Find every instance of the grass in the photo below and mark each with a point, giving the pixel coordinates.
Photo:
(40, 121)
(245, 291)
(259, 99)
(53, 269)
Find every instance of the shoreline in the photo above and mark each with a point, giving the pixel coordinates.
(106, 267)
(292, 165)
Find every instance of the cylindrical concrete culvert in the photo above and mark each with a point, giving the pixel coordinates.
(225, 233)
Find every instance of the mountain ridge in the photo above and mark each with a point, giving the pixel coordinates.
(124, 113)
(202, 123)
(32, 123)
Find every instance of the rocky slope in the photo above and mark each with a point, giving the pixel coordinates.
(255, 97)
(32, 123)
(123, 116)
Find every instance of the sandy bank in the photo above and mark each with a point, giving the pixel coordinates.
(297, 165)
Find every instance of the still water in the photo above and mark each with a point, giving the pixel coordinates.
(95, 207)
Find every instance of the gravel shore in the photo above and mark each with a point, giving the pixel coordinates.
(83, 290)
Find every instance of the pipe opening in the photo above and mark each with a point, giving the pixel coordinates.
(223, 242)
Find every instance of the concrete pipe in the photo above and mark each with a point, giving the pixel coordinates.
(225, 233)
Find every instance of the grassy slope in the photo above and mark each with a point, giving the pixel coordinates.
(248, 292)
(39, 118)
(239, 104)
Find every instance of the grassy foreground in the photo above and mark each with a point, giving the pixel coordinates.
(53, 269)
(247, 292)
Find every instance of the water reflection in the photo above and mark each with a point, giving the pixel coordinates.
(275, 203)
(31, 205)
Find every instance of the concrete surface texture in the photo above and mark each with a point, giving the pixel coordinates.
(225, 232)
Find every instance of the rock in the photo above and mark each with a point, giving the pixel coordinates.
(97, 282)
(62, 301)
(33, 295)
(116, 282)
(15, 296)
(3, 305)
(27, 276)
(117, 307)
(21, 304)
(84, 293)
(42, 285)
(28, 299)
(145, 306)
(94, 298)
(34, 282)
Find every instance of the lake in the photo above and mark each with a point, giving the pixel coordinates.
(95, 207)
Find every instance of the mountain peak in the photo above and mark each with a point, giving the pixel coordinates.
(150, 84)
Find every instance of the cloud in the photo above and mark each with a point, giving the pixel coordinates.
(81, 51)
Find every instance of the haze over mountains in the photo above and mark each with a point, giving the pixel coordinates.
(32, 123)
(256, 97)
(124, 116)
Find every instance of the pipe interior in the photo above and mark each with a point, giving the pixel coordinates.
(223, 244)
--- --- ---
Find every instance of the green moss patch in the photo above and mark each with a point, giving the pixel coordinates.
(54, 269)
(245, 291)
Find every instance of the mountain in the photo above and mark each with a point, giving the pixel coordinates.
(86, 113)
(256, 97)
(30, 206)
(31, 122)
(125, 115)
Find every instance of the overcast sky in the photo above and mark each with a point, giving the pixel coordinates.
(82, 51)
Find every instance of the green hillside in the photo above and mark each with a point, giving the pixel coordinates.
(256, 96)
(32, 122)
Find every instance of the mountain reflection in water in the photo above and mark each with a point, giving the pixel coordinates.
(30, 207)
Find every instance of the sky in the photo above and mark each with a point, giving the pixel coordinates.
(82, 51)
--- --- ---
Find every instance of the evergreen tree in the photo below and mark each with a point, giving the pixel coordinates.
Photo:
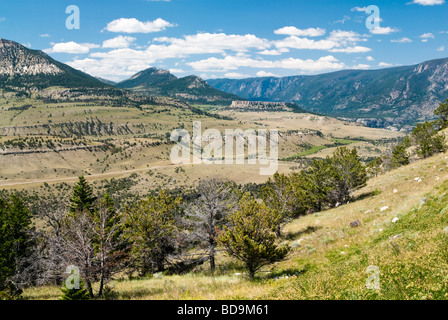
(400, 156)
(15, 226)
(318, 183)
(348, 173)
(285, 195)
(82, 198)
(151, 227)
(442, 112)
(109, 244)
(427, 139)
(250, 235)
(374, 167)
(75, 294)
--- --- ---
| BRIEF |
Take the word "below" and find each line of the material that contains it. Copy those lines.

| SOLUTION TO THIS TASK |
Find every instance of the grass in the photo below and mark each with a point, giving the pixel coordinates.
Find every instance of the evergreen tree in the photo below and mark each with a point, giving the pixel coordinates.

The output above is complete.